▶ What to produce
Rewrite the stretch from the start of the items through the line containing "top-left (334, 157), bottom-right (350, 176)", changing "sponsor logo" to "team logo" and leaving everything else untouched. Give back only those lines.

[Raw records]
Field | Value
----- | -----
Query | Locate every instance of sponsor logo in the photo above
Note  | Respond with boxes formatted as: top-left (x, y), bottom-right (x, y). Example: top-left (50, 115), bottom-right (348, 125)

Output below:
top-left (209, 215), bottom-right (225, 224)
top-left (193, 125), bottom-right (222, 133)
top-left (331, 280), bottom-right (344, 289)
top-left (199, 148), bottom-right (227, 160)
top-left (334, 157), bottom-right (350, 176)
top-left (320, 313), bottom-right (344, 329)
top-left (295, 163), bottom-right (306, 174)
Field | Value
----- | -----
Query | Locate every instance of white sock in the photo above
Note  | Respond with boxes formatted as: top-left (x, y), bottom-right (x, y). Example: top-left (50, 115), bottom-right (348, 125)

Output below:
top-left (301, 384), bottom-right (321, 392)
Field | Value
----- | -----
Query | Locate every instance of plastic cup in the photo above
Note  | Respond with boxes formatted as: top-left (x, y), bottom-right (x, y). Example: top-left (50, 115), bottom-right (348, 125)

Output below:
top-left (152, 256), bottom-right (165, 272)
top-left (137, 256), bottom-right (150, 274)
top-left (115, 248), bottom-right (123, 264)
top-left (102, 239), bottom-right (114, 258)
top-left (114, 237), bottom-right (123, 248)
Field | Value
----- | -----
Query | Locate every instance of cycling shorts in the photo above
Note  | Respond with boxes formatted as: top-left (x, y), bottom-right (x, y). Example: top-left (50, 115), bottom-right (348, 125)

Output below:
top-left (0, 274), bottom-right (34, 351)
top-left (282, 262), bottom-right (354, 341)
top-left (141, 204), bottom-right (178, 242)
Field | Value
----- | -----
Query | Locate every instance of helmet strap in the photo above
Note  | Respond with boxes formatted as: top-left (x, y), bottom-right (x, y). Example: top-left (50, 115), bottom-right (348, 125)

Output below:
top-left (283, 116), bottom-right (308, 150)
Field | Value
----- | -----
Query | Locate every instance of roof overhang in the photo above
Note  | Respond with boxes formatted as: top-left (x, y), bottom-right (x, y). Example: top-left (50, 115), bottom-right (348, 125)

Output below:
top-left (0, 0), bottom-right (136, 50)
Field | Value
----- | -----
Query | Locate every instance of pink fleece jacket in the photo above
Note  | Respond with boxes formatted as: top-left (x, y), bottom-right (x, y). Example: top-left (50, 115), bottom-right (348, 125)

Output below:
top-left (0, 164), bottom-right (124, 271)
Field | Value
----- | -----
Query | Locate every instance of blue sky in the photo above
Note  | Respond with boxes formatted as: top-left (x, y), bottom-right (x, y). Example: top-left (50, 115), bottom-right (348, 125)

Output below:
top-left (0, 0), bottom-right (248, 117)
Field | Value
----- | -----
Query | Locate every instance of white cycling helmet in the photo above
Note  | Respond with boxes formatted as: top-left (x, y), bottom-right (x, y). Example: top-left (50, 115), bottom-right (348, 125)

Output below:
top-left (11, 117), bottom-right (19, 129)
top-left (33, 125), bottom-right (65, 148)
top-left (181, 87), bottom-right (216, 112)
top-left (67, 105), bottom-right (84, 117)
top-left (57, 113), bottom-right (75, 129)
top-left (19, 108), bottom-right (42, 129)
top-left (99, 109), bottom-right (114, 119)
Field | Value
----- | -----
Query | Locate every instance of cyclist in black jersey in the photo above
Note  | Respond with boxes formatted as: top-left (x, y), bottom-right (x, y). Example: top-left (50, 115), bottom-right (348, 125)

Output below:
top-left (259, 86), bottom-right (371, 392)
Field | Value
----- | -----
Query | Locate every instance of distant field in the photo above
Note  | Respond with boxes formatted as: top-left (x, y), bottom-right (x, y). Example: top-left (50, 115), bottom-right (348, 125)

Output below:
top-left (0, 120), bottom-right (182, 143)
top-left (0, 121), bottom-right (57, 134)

▶ Result for this exercise
Field | Value
----- | -----
Query | Locate every instance of team logo in the photo above
Note  | Respond with boxes formatted as: top-left (x, y), bottom-right (x, y). Example: top-left (50, 115), bottom-right (348, 125)

Output below:
top-left (209, 215), bottom-right (225, 224)
top-left (193, 125), bottom-right (222, 133)
top-left (331, 280), bottom-right (344, 289)
top-left (199, 148), bottom-right (227, 160)
top-left (334, 157), bottom-right (350, 176)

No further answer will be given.